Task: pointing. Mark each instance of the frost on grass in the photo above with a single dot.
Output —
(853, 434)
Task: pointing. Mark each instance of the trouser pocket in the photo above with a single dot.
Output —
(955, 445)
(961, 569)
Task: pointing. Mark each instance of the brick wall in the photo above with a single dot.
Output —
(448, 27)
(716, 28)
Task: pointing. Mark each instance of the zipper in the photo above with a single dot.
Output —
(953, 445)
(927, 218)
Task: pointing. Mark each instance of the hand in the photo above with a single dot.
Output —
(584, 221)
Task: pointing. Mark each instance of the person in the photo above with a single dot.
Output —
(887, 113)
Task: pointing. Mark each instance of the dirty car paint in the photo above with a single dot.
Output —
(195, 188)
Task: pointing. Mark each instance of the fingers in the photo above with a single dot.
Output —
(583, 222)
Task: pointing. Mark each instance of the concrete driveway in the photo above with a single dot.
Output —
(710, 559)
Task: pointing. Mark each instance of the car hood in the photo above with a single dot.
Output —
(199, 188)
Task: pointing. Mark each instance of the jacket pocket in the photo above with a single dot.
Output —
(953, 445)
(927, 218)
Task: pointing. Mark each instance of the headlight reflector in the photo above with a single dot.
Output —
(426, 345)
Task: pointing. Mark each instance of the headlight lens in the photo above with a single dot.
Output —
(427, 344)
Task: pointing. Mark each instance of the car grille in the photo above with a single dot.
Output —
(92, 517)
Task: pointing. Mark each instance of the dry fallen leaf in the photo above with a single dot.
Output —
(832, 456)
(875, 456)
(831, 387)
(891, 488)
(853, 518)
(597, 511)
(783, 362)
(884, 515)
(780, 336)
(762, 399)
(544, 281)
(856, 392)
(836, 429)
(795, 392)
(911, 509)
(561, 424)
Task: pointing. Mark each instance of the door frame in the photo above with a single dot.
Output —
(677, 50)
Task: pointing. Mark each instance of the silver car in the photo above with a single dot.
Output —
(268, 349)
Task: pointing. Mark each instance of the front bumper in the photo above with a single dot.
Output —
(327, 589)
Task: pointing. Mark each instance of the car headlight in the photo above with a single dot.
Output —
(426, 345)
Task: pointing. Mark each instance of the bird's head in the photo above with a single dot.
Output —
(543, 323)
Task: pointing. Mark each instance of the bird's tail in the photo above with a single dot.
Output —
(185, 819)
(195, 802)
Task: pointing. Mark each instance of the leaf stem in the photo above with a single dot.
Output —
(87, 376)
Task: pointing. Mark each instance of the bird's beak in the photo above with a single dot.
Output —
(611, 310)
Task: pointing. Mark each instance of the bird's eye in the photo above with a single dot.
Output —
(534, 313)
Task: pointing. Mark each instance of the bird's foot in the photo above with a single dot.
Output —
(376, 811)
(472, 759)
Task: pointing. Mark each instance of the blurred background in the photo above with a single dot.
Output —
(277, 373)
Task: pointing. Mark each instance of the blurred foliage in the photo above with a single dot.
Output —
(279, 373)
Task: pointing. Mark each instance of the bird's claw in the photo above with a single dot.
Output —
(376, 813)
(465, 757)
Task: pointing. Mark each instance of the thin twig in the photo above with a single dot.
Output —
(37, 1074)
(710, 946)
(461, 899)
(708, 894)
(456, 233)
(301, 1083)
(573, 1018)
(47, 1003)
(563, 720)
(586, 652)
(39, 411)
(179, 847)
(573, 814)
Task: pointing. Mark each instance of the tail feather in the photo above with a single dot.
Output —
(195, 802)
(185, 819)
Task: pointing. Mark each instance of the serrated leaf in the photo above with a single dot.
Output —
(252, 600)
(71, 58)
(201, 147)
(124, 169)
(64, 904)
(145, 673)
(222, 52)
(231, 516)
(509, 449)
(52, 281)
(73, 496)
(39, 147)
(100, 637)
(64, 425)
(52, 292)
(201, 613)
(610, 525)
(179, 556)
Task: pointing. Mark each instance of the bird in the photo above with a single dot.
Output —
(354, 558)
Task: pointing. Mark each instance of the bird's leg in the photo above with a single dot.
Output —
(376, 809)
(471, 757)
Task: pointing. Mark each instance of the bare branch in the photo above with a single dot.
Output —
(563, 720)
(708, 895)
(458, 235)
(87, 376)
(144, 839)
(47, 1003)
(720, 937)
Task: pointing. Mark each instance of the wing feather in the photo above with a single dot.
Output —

——————————

_What the exercise asks_: Output every record exactly as written, with nothing dropped.

_Task result_:
Task: pointing. Mark each instance of the frost on grass in the photo above with a single dot.
Output —
(853, 434)
Task: pointing. Mark each instance of the trouser pocket in the photo above with a single dot.
Output —
(955, 445)
(961, 569)
Task: pointing. Mark each instance of the brick wall in the photo above with a single dot.
Output —
(448, 27)
(716, 28)
Task: pointing. Mark each instance of the zipper in the photo above with a single dot.
Output —
(953, 445)
(927, 218)
Task: pointing. Mark each instance of the hand in the photo above with a single dot.
Output —
(584, 221)
Task: pointing. Mark each instance of the person in the photo above with a single dot.
Output —
(887, 113)
Task: pointing. Mark each instance of the dirty car paint in the photo above with a single dot.
Output —
(195, 188)
Task: pointing. Mark each instance of the fingers in the photo above with a single dot.
Output —
(583, 222)
Task: pointing. Mark each instance of the concrete driveway in the photo above with a single dot.
Output —
(710, 559)
Task: pointing. Mark each instance of the car hood in the photo above with a single dot.
Output —
(199, 188)
Task: pointing. Mark each instance of the jacket pocket in the photo above with a single dot.
Output —
(953, 445)
(927, 218)
Task: pointing. Mark each instance of the headlight reflector in the photo above with a single dot.
Output —
(426, 345)
Task: pointing. Mark each instance of the headlight lens in the photo above with a single dot.
Output —
(427, 344)
Task: pointing. Mark each instance of the car grille in the photo above with a single dot.
Output —
(92, 517)
Task: pointing. Mark each instance of the dry fallen leaf in the photo above with a single dot.
Output —
(832, 456)
(875, 456)
(831, 387)
(891, 488)
(853, 518)
(597, 511)
(783, 362)
(884, 515)
(780, 336)
(762, 399)
(544, 281)
(856, 392)
(836, 429)
(795, 392)
(911, 509)
(561, 424)
Task: pointing. Mark each instance of the door frame in the photo above with a single dot.
Output —
(677, 50)
Task: pointing. Mark each instance of the silver car in the photo above with a single dot.
Output —
(268, 349)
Task: pointing. Mark each instance of the front bumper in the photo above with a single dot.
Output —
(327, 589)
Task: pointing. Mark each instance of the car headlight in the photo above with a single dot.
Output —
(426, 345)
Task: pointing. Mark each instance of the bird's head in the photo above with a single dot.
Output —
(543, 323)
Task: pointing. Mark each instance of the bird's tail in the photo above with a single dot.
Output —
(185, 819)
(195, 802)
Task: pointing. Mark each instance of the leaf stem in the photo above with a single dot.
Output —
(87, 376)
Task: pointing. Mark each instance of the bird's beak in the photo above with a single dot.
Output —
(611, 310)
Task: pointing. Mark each instance of the bird's eye in the photo above with a single dot.
Output —
(534, 313)
Task: pointing. Mark each instance of the bird's foot in the photo above with a single dot.
Output —
(376, 811)
(472, 759)
Task: pointing. Mark each instance of the blurred background in the photo above with a single dot.
Output —
(277, 373)
Task: pointing. Mark each instance of the blurred foliage in the photo above with a single dot.
Output —
(279, 373)
Task: pointing. Mark each instance of the bird's claw in the photo above with a single dot.
Output —
(376, 813)
(465, 757)
Task: pointing. Mark each instance of the thin twig in the photo above with a single dot.
Output —
(37, 1074)
(710, 946)
(461, 899)
(708, 894)
(456, 233)
(301, 1083)
(573, 1018)
(47, 1003)
(563, 720)
(586, 652)
(39, 411)
(179, 847)
(573, 814)
Task: pointing. Mark each instance of the tail feather in the photo above with a single dot.
Output —
(195, 802)
(185, 819)
Task: pointing. Mark each instance of the serrated leaf in the photo above with a single dot.
Output —
(252, 600)
(71, 58)
(201, 147)
(124, 169)
(64, 904)
(145, 673)
(222, 52)
(231, 516)
(509, 449)
(52, 281)
(73, 496)
(39, 147)
(100, 637)
(64, 425)
(52, 292)
(201, 613)
(610, 525)
(179, 556)
Task: pointing. Mark each instance of the bird in the photo above with a single dot.
Output —
(354, 558)
Task: pointing. Mark each instance of the bird's leg in the photo above with a single dot.
Output —
(376, 809)
(471, 757)
Task: pointing. Mark each instance of the bare branch in the photo above with a single dot.
Output —
(563, 720)
(708, 895)
(458, 235)
(87, 376)
(144, 839)
(47, 1003)
(720, 937)
Task: pointing. Mark each instance of the wing feather in the photo above with a single dot.
Output —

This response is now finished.